(Entries from a pointing dataset)
┌──

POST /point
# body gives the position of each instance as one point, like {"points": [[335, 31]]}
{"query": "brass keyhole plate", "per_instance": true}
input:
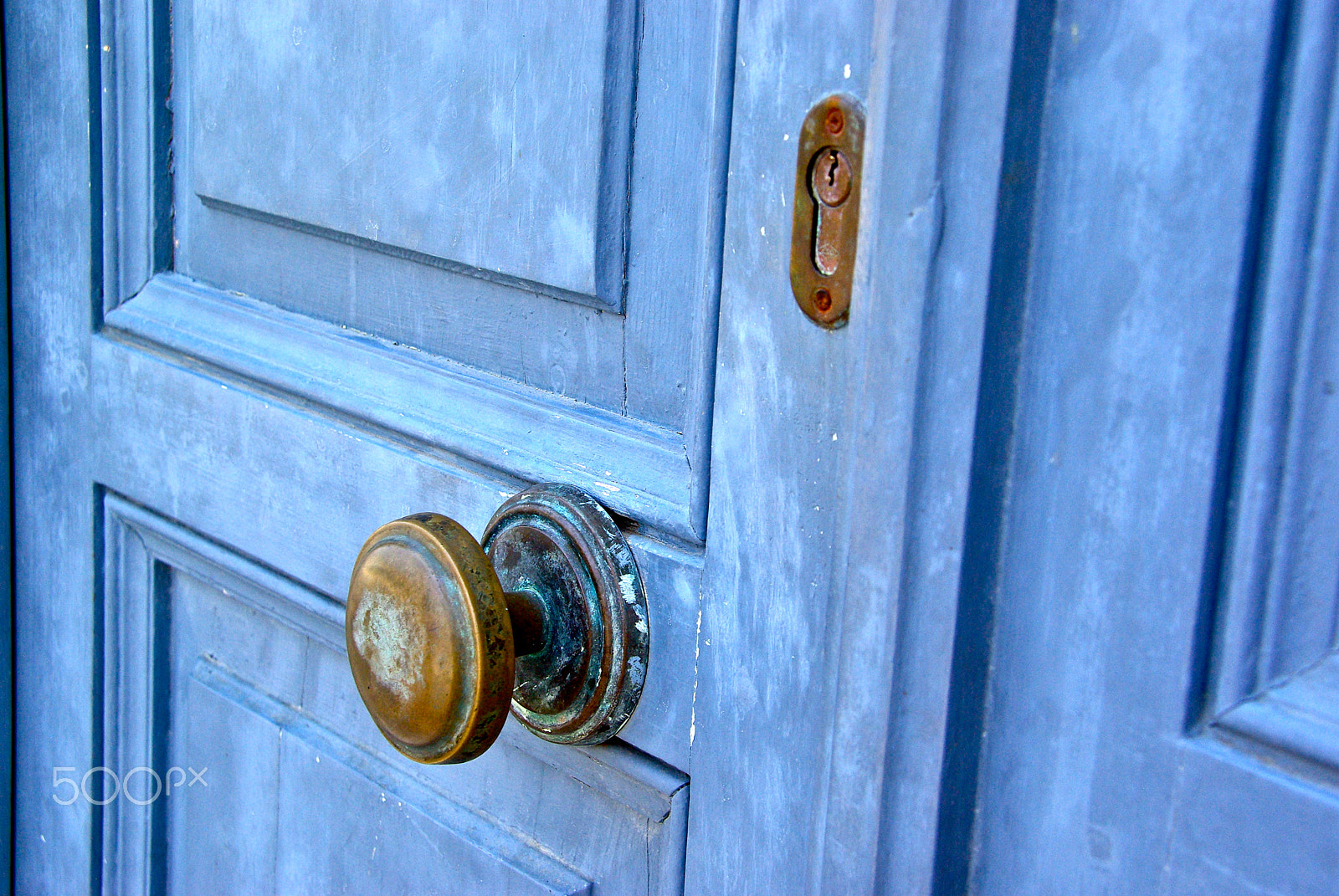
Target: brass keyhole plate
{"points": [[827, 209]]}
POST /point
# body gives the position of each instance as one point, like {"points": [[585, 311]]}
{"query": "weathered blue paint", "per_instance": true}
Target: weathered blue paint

└──
┌──

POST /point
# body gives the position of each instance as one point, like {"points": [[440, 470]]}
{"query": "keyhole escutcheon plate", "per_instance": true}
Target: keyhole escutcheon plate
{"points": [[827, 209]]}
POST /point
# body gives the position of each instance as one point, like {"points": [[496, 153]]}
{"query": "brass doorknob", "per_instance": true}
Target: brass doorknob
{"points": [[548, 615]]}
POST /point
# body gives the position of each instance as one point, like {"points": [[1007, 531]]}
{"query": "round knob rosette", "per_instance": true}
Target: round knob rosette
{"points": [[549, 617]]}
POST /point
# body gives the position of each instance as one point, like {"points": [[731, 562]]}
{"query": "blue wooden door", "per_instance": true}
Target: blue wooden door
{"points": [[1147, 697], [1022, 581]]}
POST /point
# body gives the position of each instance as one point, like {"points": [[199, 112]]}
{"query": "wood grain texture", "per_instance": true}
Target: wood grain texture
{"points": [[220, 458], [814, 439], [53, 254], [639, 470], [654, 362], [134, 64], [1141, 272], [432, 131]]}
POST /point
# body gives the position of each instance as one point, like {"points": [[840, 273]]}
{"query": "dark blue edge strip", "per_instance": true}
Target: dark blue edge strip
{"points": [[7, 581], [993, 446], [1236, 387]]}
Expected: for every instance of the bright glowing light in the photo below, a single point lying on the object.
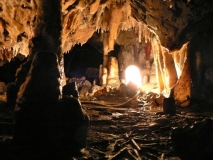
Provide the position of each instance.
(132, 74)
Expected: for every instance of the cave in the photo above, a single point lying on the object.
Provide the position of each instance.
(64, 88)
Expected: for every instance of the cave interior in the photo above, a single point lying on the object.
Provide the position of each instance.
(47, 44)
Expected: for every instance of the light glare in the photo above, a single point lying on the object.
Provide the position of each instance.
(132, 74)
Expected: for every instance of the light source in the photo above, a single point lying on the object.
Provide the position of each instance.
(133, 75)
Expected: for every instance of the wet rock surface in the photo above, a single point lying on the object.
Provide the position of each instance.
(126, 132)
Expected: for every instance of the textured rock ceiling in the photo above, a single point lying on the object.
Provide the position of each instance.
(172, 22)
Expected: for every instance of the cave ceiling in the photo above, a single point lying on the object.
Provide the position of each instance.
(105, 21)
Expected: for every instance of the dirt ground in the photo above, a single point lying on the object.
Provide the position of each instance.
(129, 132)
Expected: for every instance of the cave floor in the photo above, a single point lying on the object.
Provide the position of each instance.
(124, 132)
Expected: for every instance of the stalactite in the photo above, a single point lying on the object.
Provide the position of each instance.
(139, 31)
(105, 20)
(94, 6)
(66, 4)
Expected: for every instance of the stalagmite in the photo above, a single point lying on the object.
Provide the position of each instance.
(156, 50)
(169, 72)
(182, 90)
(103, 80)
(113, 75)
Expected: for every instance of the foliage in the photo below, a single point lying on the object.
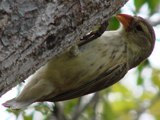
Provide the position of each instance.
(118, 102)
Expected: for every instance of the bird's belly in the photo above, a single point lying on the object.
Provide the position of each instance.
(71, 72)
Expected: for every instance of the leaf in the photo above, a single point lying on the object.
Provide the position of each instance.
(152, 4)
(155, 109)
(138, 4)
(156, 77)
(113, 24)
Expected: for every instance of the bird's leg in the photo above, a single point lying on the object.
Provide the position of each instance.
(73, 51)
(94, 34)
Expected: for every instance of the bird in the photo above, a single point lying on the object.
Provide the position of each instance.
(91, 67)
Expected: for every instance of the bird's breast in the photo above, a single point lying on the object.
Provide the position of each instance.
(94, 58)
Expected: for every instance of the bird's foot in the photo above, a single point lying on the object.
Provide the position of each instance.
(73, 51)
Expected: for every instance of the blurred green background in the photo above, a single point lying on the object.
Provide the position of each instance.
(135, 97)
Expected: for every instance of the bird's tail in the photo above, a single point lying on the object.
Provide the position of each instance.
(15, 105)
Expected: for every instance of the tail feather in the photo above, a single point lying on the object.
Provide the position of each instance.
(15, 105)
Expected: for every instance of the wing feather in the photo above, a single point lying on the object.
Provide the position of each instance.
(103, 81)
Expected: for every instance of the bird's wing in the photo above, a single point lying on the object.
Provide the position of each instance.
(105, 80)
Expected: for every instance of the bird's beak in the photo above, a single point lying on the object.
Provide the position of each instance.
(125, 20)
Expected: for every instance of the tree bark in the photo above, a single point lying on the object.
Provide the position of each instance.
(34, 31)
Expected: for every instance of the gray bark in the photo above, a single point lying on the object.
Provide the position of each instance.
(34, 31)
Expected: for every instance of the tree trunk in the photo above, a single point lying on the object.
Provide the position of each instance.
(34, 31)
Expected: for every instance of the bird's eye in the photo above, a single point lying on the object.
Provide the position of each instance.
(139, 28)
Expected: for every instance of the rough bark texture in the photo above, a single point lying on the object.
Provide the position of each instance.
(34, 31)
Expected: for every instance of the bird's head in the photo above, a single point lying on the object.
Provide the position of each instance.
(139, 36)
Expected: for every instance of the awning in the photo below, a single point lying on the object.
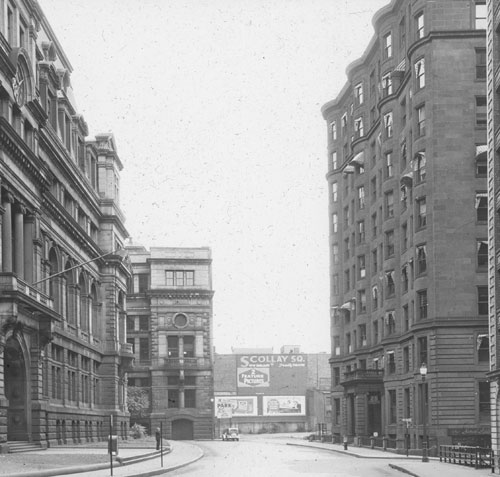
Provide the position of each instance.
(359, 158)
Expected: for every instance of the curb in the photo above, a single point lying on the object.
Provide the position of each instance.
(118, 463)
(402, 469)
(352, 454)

└──
┌──

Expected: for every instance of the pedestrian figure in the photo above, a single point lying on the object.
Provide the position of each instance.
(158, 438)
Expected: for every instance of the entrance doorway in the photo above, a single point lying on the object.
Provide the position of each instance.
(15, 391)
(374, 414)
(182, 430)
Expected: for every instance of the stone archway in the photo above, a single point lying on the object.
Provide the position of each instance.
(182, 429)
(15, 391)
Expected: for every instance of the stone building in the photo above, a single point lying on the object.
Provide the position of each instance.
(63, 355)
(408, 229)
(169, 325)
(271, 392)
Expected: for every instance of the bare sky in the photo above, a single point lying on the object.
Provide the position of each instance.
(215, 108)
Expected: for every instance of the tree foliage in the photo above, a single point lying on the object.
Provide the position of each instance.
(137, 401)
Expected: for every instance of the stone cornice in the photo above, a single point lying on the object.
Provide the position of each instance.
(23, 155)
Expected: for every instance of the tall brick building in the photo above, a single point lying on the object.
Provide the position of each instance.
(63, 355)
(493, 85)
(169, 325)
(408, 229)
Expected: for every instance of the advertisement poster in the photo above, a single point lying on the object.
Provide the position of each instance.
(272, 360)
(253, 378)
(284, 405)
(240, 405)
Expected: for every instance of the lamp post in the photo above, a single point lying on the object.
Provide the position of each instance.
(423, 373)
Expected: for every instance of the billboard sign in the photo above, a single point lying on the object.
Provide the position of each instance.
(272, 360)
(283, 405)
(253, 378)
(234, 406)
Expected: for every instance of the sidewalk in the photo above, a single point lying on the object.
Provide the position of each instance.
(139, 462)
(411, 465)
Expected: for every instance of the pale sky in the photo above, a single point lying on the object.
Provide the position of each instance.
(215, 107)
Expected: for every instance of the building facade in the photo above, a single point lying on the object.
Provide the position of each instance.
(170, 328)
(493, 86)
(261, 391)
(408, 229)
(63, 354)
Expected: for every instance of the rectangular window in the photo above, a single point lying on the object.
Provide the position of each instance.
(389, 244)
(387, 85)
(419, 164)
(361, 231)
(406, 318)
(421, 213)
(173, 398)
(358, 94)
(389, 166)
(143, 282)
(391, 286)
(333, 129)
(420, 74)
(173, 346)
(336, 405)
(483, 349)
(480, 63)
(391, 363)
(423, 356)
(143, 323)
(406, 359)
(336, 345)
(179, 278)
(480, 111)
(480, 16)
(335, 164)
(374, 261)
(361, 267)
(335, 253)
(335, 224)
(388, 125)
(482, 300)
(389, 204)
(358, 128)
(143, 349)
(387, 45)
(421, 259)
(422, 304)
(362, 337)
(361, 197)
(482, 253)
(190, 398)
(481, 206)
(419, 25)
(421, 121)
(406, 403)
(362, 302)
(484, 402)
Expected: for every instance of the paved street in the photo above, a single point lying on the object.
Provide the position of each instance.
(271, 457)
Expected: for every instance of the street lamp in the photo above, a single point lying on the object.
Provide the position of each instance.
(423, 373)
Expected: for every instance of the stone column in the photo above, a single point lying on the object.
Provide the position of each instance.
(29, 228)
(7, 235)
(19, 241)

└──

# Objective:
Return every line of the records above that contains the string "query". Copy each line in full.

# The answer:
{"query": "brass keyhole plate", "per_instance": true}
{"query": "weathered blue paint", "per_instance": true}
{"query": "keyhole escutcheon plate", "per_instance": true}
{"query": "brass doorknob", "per_instance": true}
{"query": "round knob rosette", "per_instance": true}
{"query": "blue wooden door", "per_instance": true}
{"query": "wood grain texture", "per_instance": true}
{"query": "dark blue edge strip", "per_instance": true}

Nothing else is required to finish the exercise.